▶ **INFORMATION SHOWN**
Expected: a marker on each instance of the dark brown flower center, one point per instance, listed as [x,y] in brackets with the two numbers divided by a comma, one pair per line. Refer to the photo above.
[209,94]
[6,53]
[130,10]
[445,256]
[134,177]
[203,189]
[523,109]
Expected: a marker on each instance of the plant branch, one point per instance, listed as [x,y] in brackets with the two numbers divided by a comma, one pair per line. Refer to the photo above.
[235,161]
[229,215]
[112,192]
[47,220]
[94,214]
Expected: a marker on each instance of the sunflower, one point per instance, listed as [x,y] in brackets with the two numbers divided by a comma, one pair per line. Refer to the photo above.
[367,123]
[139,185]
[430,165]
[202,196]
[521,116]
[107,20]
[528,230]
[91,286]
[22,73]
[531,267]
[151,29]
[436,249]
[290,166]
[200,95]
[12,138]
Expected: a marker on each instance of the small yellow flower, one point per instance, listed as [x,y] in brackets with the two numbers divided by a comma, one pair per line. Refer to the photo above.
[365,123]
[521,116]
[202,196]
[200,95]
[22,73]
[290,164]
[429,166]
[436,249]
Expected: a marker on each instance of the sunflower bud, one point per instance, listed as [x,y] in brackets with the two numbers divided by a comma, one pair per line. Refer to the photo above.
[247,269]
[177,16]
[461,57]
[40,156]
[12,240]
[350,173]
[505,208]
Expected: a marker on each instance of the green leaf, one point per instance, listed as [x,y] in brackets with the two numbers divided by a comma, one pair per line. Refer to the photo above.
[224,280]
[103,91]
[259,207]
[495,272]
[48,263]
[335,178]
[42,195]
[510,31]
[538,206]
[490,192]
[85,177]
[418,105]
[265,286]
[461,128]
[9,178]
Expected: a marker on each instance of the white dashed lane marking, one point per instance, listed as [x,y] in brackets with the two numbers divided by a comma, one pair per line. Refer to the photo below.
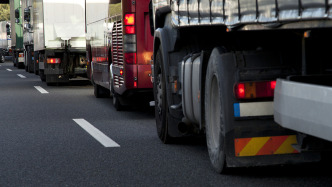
[41,90]
[97,134]
[22,76]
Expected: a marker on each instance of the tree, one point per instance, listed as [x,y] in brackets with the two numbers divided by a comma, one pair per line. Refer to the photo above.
[4,12]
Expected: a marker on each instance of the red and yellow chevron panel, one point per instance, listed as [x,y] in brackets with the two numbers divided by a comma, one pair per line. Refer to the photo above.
[265,145]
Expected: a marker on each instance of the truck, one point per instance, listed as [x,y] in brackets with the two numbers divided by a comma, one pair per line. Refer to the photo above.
[119,50]
[28,36]
[16,33]
[3,40]
[235,70]
[59,39]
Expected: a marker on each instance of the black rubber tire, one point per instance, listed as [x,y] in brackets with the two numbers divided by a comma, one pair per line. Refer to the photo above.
[116,102]
[218,98]
[99,91]
[159,92]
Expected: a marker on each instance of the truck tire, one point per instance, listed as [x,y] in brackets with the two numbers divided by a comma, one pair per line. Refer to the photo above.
[100,91]
[116,102]
[159,91]
[219,76]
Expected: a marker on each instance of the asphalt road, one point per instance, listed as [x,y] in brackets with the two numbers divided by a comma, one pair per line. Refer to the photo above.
[64,136]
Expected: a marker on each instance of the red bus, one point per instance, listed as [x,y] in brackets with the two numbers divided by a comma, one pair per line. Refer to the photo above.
[119,50]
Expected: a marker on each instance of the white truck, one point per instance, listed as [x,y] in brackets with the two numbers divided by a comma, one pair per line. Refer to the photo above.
[59,39]
[27,22]
[215,68]
[3,40]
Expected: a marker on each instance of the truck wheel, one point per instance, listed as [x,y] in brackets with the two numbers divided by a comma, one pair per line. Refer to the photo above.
[100,91]
[159,91]
[217,116]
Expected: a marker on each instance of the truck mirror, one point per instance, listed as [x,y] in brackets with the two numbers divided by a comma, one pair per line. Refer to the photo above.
[17,13]
[27,14]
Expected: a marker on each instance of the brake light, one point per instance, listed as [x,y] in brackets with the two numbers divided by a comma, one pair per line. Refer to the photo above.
[130,30]
[53,60]
[129,19]
[130,58]
[252,90]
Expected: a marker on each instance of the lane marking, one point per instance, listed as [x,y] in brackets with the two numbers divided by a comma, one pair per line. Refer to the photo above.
[22,76]
[97,134]
[41,90]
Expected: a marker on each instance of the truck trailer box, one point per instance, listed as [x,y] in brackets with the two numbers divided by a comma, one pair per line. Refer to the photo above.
[58,21]
[59,39]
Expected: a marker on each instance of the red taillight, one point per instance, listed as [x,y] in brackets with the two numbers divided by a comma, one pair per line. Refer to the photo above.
[129,22]
[129,19]
[273,84]
[130,30]
[251,90]
[53,60]
[99,59]
[130,58]
[240,90]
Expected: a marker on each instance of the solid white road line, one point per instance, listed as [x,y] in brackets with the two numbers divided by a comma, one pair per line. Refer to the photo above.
[97,134]
[41,90]
[22,76]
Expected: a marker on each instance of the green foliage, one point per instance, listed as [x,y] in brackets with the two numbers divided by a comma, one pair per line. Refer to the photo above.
[4,12]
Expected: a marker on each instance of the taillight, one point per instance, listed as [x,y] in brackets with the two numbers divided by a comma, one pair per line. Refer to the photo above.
[129,22]
[130,58]
[53,60]
[129,19]
[252,90]
[130,30]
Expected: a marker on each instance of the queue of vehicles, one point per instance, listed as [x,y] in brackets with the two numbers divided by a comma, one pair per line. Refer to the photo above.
[253,76]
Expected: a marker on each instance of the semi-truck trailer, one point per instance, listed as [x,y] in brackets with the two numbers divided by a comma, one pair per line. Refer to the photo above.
[16,33]
[119,50]
[59,39]
[215,66]
[3,40]
[27,20]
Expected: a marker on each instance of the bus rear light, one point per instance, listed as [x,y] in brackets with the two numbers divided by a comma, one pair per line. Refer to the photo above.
[130,58]
[130,30]
[252,90]
[129,19]
[53,60]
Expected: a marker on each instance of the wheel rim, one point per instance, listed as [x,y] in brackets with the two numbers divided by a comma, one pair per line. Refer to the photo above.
[159,98]
[215,112]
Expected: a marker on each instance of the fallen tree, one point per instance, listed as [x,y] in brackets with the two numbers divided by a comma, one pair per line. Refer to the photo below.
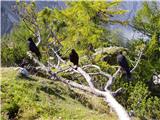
[107,94]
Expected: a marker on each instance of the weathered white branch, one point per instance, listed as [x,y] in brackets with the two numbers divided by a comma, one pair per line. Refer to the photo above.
[86,76]
[139,58]
[122,114]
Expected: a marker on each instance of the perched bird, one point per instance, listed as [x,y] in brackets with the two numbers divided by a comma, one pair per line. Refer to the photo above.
[23,72]
[122,61]
[24,63]
[34,48]
[73,57]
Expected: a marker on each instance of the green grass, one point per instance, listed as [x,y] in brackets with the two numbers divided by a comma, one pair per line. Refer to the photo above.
[43,99]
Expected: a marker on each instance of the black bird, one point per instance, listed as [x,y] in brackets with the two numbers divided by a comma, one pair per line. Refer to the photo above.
[122,61]
[90,47]
[73,57]
[34,48]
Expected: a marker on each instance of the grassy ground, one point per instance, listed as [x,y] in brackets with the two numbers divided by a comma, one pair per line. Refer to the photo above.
[42,99]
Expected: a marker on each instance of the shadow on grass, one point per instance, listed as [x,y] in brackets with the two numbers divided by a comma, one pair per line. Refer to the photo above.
[51,91]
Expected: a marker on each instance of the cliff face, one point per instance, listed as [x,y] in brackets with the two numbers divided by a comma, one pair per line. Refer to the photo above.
[10,17]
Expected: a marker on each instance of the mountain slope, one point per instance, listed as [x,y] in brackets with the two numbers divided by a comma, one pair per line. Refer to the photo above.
[39,98]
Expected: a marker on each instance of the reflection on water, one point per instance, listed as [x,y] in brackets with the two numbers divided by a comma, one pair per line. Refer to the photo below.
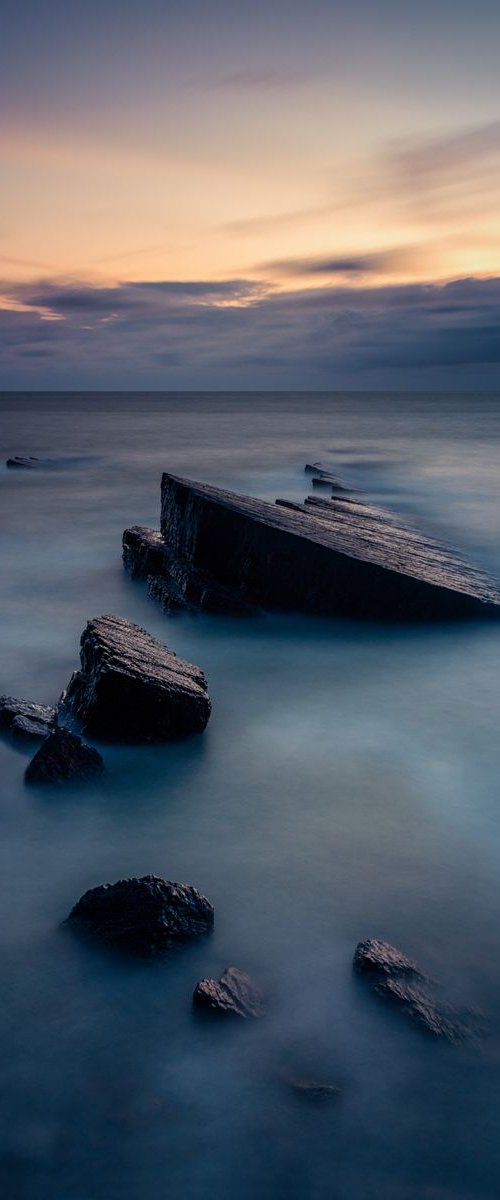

▶ **PROBLEM DESCRIPTION**
Recast all of the material above as a numbered list with one line per item, skipping blank lines and leaving out the pictures.

▶ **EXERCISE RESPONSE**
1. Expected: a marker on each instance of the dark brown flower center, one point per instance, listed as [x,y] in brackets with the two numbers divided by a comma, one pair per line. Refer to the photo above.
2. [209,94]
3. [6,53]
4. [130,10]
5. [445,256]
6. [134,177]
7. [203,189]
8. [523,109]
9. Expected: a marker on each instance of the plant branch, one point per instance, listed as [x,y] in brackets with the two numbers divided by a comma, one pair per line. Refer to the photo above.
10. [235,161]
11. [229,215]
12. [112,192]
13. [47,220]
14. [94,214]
15. Expected: a marker on each instance of the sunflower, one point per instance, listed as [x,y] in brackets with the two numbers divided by a comma, one pair per line. Refer to the photo above.
16. [367,123]
17. [139,185]
18. [430,165]
19. [202,196]
20. [521,116]
21. [107,20]
22. [528,230]
23. [91,286]
24. [22,73]
25. [531,267]
26. [151,29]
27. [436,249]
28. [290,166]
29. [200,95]
30. [12,138]
31. Expected: a marker on each instance of the small yellow flower, one point per instance, listed as [x,y] in brackets with the two numbers divided by a comma, one pair per line. Refer to the photo above.
32. [365,123]
33. [521,116]
34. [202,196]
35. [200,95]
36. [22,73]
37. [290,164]
38. [429,166]
39. [436,249]
40. Expected: a marker on each instance of the sunflower bud, one point per instance, listed as [x,y] in brackets with the two numbers divided by a comma, one pair per line. Refer to the photo above.
41. [247,269]
42. [177,16]
43. [461,57]
44. [40,156]
45. [12,240]
46. [350,173]
47. [505,208]
48. Expected: a marker on each instance of the green leaf, one point per instance, listed as [x,y] in brackets with the two numbers divided by a comma, one pair per line. Refer to the photo above.
49. [224,280]
50. [103,91]
51. [259,207]
52. [495,272]
53. [48,263]
54. [335,178]
55. [42,195]
56. [510,31]
57. [538,206]
58. [490,192]
59. [85,177]
60. [418,105]
61. [265,286]
62. [461,128]
63. [9,178]
64. Expected: a marker on each instance of the white dashed lane marking, one point per instance, listed as [x,y] in brackets with the two numbers divided by a comma, one pair per line. Refer to the photo below.
65. [41,90]
66. [97,134]
67. [22,76]
68. Expected: a marker on each instance of the tree, one point per instance, listed as [x,y] in brackets with the two numbers divided by a comma, one pair per line. Refer to the photo above.
69. [4,12]
70. Expected: a marker on each instance of the red and yellow chevron panel, one point per instance, listed as [x,y] in brackets with the two numbers divided by a comma, one pair per line. Refer to the photo above.
71. [265,145]
72. Expected: a marker on each instance of the truck, one point per instance, listed as [x,y] in brackets with the two numbers divided by a comma, one pair per line. Refer to the photo above.
73. [119,50]
74. [28,36]
75. [16,33]
76. [3,40]
77. [235,70]
78. [59,39]
79. Expected: a marker on each instance of the black rubber tire, one point per instance, listed as [x,y] in brackets with the two numbers divided by a comma, one pair per line. Refer to the photo above.
80. [116,102]
81. [218,98]
82. [99,91]
83. [159,92]
84. Expected: a marker on each instance of the truck tire, one point per instance, listed as [x,y] in brackets with the two numbers divided by a comma, one pair per line. Refer to the photo above.
85. [100,91]
86. [116,102]
87. [159,91]
88. [219,76]
89. Expected: a marker on each instance of the asphalt road, one point per instance, listed as [x,y] in brackets with the two numbers divided by a comma, one pair per line. Refer to the photo above.
90. [64,136]
91. Expected: a marker on each instance of the red bus, one point per instance, listed as [x,y] in brackets with the two numbers divided by a comma, one pair per line. Refer to the photo above.
92. [119,50]
93. Expected: a marker on each instance of the white truck, one point per instance, listed as [x,y] in brackets with the two numbers divided by a comma, one pair per line. Refer to the photo above.
94. [59,39]
95. [27,22]
96. [215,68]
97. [3,40]
98. Expected: a marker on each instance of the truck wheel, one point per instance, listed as [x,y] in brackets with the two numbers divided by a comma, one pair per line. Refer to the photo above.
99. [100,91]
100. [159,91]
101. [217,116]
102. Expected: a marker on each instance of the truck mirror, one point per instance, listed as [x,y] in brackets with the two numbers divided by a comma, one pair per line. Refer to the photo above.
103. [17,13]
104. [27,14]
105. Expected: a marker on each instance of the brake light, one point per instance, listed as [x,y] in brackets with the two numbers divided by a comma, one pair per line. Refer to the photo above.
106. [130,30]
107. [53,60]
108. [129,19]
109. [130,58]
110. [252,90]
111. Expected: a marker on each instance of the lane marking, one point per instance, listed as [x,y] in brackets with the two numbers divided by a comma, one pair per line. Refer to the photo above.
112. [22,76]
113. [97,134]
114. [41,90]
115. Expected: a marker on each instance of the truck trailer box, one point per instance, listed as [x,y] in brackets with the two numbers divided by a comma, one pair per line. Refer to the photo above.
116. [58,21]
117. [59,39]
118. Expected: a marker on each instance of the red taillight, one point per instance, listed as [x,y] in brackets with the two numbers divided by a comma, one pair per line. Refer to the photo above.
119. [129,22]
120. [129,19]
121. [273,84]
122. [130,30]
123. [251,90]
124. [53,60]
125. [99,59]
126. [130,58]
127. [240,90]
128. Expected: a marker on each instance of the solid white road line, one point per instance, listed as [x,y] in brackets with the two numbers divided by a comma, one pair per line. Refer to the photo above.
129. [97,134]
130. [41,90]
131. [22,76]
132. Expected: a marker on each instance of the green foliage, one point per instance, listed as [x,y] in brackets with the two numbers divided by a comma, one pair per line. Refer to the photo above.
133. [4,12]
134. Expected: a marker on each instance of the taillight, one point per instance, listed as [x,y] in brackets with the two numbers divided by a comma, one pair per line. Refer to the photo above.
135. [129,22]
136. [130,58]
137. [53,60]
138. [129,19]
139. [252,90]
140. [130,30]
141. Expected: a marker on each instance of the queue of vehicles, one point per instance, listed as [x,y] in brackets with the two numbers divided by a comma, one pair per line. Refer to the photo above.
142. [253,76]
143. Expected: a marker on each instance of the semi-truck trailer, one point per instance, listed as [x,y] in brackets with the two numbers divided by a comma, one pair per line. Refer to the photo above.
144. [16,33]
145. [119,50]
146. [59,39]
147. [215,66]
148. [3,40]
149. [27,20]
150. Expected: a marker on each instance of the bus rear light, one point per instance, listed as [x,y] in brackets with the two numbers divided by a comma, one pair per line. Refer to the photo above.
151. [130,58]
152. [130,30]
153. [252,90]
154. [129,19]
155. [53,60]
156. Expected: a marker on each instance of the wheel rim, one point per instance, listed as [x,y] in brackets with the two numbers divided by a comma, one pair per line. Refer to the photo above.
157. [159,98]
158. [215,112]
159. Expected: a marker on each instance of the fallen tree, one point per instance, listed as [x,y] in brackets with the two numbers divided by a comma, one pair per line. Refer to the photo below.
160. [107,94]
161. Expected: a marker on each instance of the weathered white branch, one point per instance, listed as [x,y] in brackets with the two numbers divided by a comma, one pair per line. Refer to the photo above.
162. [86,76]
163. [139,58]
164. [122,114]
165. Expected: a marker on each instance of the perched bird, one point per instance, listed as [x,y] in brackets with the two numbers divided by a comma, one pair per line. Refer to the photo above.
166. [23,72]
167. [122,61]
168. [24,63]
169. [34,48]
170. [73,57]
171. Expected: a marker on each instance of the green grass, one point per instance, listed as [x,y] in brackets with the two numbers divided by a comma, one pair per line. Refer to the photo above.
172. [43,99]
173. Expected: a marker on each instance of the black bird, one point per instance, listed as [x,y] in brackets with the two numbers divided by a comma, one pair per line. Refer to the photo above.
174. [122,61]
175. [90,47]
176. [73,57]
177. [34,48]
178. Expected: a marker on each instance of the grassy ground, one point per instance, listed as [x,y] in brackets with the two numbers divided by a comma, one pair per line. Refer to the photo above.
179. [42,99]
180. Expected: a marker on each instance of the shadow on grass, one point per instance, listed as [x,y] in brackets with the two numbers divided by a comma, one pair per line. Refer to the photo above.
181. [51,91]
182. Expected: a marker on each instance of the cliff face, one point per instance, listed as [x,y] in brackets with the two numbers divided by a comma, one pair per line. Refer to the photo above.
183. [10,17]
184. Expected: a marker on each instance of the mountain slope, one point per instance, listed as [x,y] in brackets with the two numbers divided by a comma, one pair per line. Refer to the photo above.
185. [39,98]
186. Expected: a marker on each instance of the reflection on water, one point per instance, listed as [x,y] in brackets with the two numbers divided by a comma, one pair per line. Refer to the photo below.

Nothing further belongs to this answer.